Provided passage
You didn't mention the LAW, I did. i mentioned it not because "it's garbage because muh evil West" but because it is objectively inferior to the RPG-7 and displayed this in combat.

>1 up

No. not really. You're just blustering ignorant bullshit and I pointed it out.

>None of those are pitched battles in a genuine war against the USSR.

Except that they were. Planned nuclera assaults along side conventional invasion. They wer abandoned because they lacked sufficient nuclear capability and the USSR had

acquired nuclear capability of its own.

>B-29 bombing sights are not designed to operate at their flight ceiling

As I said, they carpet combed EVERYTHING, literally everything.

>your post doesn't mention altitudes or anything specific about the engagement

The US B-29 bombers didn't go low to bomb jungles, they bombed Korea. And they were forced to fly at night only. The MiG-15 could reach their flight ceiling and devastated their formations low-level or high. And that is what my sources provide.

Image location labeling entries:
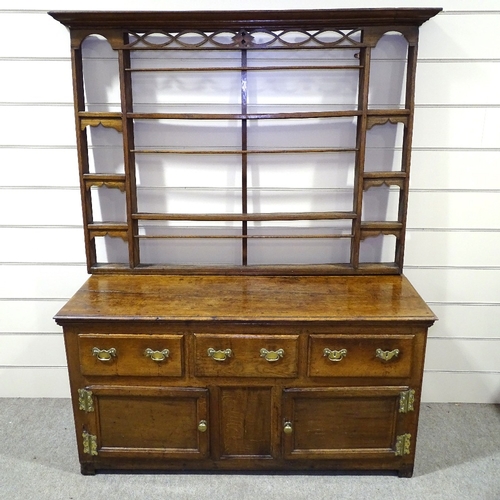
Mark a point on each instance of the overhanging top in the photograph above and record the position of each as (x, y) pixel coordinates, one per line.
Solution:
(272, 19)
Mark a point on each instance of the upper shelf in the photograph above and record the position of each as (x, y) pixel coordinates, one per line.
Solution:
(206, 20)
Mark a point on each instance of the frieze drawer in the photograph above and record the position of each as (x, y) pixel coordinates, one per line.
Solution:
(246, 356)
(360, 355)
(132, 355)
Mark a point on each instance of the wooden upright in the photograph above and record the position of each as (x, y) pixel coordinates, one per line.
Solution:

Required actions
A - Using the weapons argument, decide whether each statement below agrees with it: (i) the writer calls the LAW objectively inferior to the RPG-7; (ii) the US B-29 bombers flew only during the day; (iii) the MiG-15 could reach the B-29 flight ceiling. Answer yes or no for each, quoting the deciding words.
B - Proceed with the weapons argument, picking up right after its final sentence and keeping the same voice.

Task-by-task answers
A -
(i) Yes: "it is objectively inferior to the RPG-7"
(ii) No: "And they were forced to fly at night only."
(iii) Yes: "The MiG-15 could reach their flight ceiling"

B -
>prattling

ad hominum that ignores the objective statements by battle-experienced veterans

>proving my point that people here talk about military vehicles in a vacuum

That wasn't your point and that wasn't what happened here you dimwitted fuck. That also isn't what this thread is about. It is talking about Soviet hardware's military performance in conflicts. There is more to warfare than all out major war you twat.

>Are you trying to imply here that the US still uses b-52 as genuine atomic bombers in the 21st century

Nothing to imply, it's a fucking fact. They made new modifications to bombs. Obviously B-52s are useless today, but the number of B1s and B-2s are so low and their usage so costly that B-52s would be used, mostly because, unlike Soviet aircraft, the US never fully developed a doctrine of nuclear tipped cruise missiles.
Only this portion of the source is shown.